[[ Material for this task open ]]

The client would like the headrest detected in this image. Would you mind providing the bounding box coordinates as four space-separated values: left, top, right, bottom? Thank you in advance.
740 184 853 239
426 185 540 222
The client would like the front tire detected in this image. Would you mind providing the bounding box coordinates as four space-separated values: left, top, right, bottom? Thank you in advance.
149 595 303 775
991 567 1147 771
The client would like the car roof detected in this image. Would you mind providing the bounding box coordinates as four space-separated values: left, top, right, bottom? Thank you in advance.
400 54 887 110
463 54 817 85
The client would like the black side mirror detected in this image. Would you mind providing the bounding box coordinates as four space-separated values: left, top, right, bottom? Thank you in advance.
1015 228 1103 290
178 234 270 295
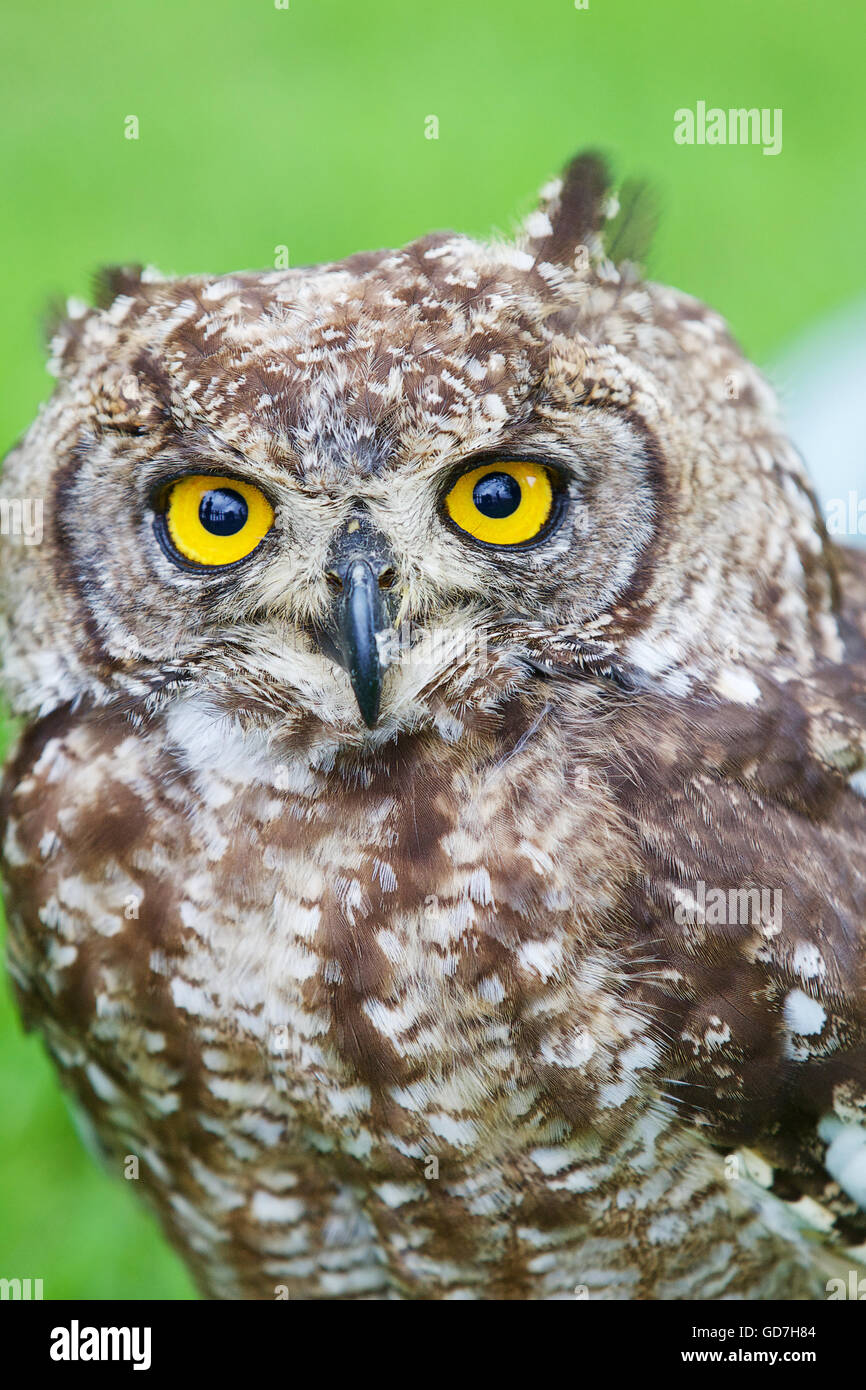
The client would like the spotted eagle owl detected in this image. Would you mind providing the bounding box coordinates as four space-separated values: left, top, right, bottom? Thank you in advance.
1 154 865 1300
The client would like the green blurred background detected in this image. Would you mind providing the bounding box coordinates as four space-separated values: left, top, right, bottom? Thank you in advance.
1 0 864 1299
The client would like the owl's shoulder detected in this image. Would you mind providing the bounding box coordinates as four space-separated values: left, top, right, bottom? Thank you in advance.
607 632 866 1239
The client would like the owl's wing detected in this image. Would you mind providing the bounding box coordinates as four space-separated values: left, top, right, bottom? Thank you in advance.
614 544 866 1244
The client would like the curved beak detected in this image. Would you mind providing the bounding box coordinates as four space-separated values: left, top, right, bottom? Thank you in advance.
337 558 388 727
318 518 398 728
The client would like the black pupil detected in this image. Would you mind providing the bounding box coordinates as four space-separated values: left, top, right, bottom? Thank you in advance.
199 488 248 536
472 471 522 519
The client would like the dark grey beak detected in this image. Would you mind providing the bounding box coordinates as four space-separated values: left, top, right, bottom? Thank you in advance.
321 519 398 728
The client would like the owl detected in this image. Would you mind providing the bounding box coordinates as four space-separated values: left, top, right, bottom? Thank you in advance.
1 153 865 1301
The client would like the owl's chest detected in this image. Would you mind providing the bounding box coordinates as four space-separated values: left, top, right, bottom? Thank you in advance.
136 718 639 1165
166 764 564 1157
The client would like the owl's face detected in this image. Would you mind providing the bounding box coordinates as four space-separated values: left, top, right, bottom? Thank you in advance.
0 157 836 748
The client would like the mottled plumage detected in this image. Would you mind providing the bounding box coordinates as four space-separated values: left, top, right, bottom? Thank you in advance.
2 155 865 1299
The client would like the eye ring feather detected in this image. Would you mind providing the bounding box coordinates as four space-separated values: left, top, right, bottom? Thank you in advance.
442 460 559 548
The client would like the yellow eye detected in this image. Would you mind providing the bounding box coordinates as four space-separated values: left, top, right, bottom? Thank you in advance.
444 461 555 546
162 475 274 567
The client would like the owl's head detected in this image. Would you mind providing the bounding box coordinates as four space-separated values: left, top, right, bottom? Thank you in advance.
0 155 839 755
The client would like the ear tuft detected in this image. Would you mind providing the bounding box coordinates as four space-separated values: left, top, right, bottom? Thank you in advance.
92 263 144 308
525 151 610 267
524 152 657 273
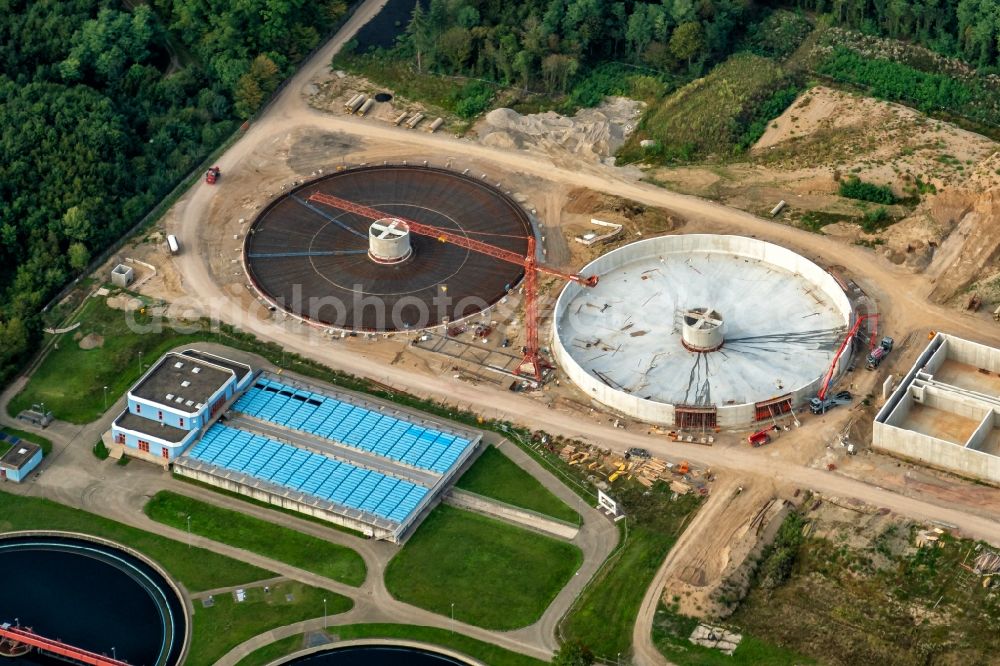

[[ Material for this task closed ]]

- **What you will do**
With the pictures left out, write out all of the data exactly.

- **Solution for this problem**
The client would like the headrest detected in this image. Would you mind providing the bounding box coordinates as four space-separated values: left, top, right, bottom? Thank you in advance.
740 184 853 239
426 185 540 222
The client would like the front tire detected in this image. Would you mind providing the bounding box coordinates as four space-separated values: left, top, right, bottom? Thank you in advance.
149 595 303 775
991 567 1147 771
The client would like the car roof detected in this image. Would you mind providing the bounding box coordinates as four space-separated values: left, top, right, bottom? Thank you in advance.
400 54 887 110
463 54 817 85
The client would like the black side mirror detected in this image. Would you mind providing the bounding box coordinates as four space-separated values: left, top, right, bottom? Thank you in advance.
1015 228 1103 290
178 234 270 295
The client would like the spotted eagle owl detected in this image. Would you mind providing the bounding box coordinates as four space-separated values: left, top, right, bottom? Thank you in advance.
1 154 865 1300
The client would like the green blurred background detected in this image. Would you mind providing the bounding box coordinates as four space-separated values: left, top, right, bottom? Thank you in advance.
1 0 864 1299
The client would like the owl's shoulder detected in this image. Would you mind providing the bounding box coordinates as four space-separated values: left, top, right, bottom? Thank you in advance.
607 632 866 1239
The client would like the owl's wing detected in this image. Would you mind providing the bounding box coordinates as four space-separated values: left, top, right, bottom? Thank you in advance.
614 544 866 1244
The client would like the curved beak detected in this image. Would you mind providing the bounding box coordinates as four space-separated values: left, top, right, bottom? Thank you in advance.
337 558 388 727
318 518 398 728
The client would like the black pupil detected in this image. Would you mind providing the bounding box coordinates as four space-separated values: left, top, right, bottom? Thank you in advance.
199 488 248 536
472 471 522 519
The client would like the dark grey beak detected in this image. Would you mind providing the bounding box coordinates as four space-separated values: left, top, right, bottom? Thank you in advance.
321 519 398 728
The client would like the owl detected in this image. Would you mind providing the bounding box coordinates as four space-separated values: left, top, right, bottom? Thank you in advance.
1 153 865 1301
The client would like the owl's chest detected in this image. Would you mind providing the bounding box coordinates as four space-separated values: left, top, right, bottom? Thank you in advance.
136 718 639 1165
166 764 564 1157
The client would like the owl's face detected in this image. Would you mind providing the bounding box coordinates as four space-separated values: left, top, right, bottom? Thank you in advance.
0 157 836 748
The client would like the mottled plumage detected in this image. Would you mind providing the bounding box coordinates as four space-separated values: left, top, right, bottom? Thank you in advance.
2 155 865 1299
The client would like the eye ring feather detected in this image. Would you mind providing the bounding box coordinates as four space-separated values: left, top, right, bottom? Thank you in advance.
442 460 559 548
The client would like the yellow eye detected in this image. Would you mind providing the bounding box coordinates as four space-separated values: left, top, right, bottom? Thank you in advance.
444 461 555 546
162 475 274 567
The client would like the owl's head detected in this image. Would you mind providing the bounding box coordinates as four space-separated values: left, top, right, bottom? Thank you in advance.
0 155 839 755
The client would like the ear tuft detected in this image. Would you mind providing the bounding box coordinates as four space-separated values: left, top, right, bottom? Thank you in advance.
92 263 144 308
525 151 610 267
524 152 657 273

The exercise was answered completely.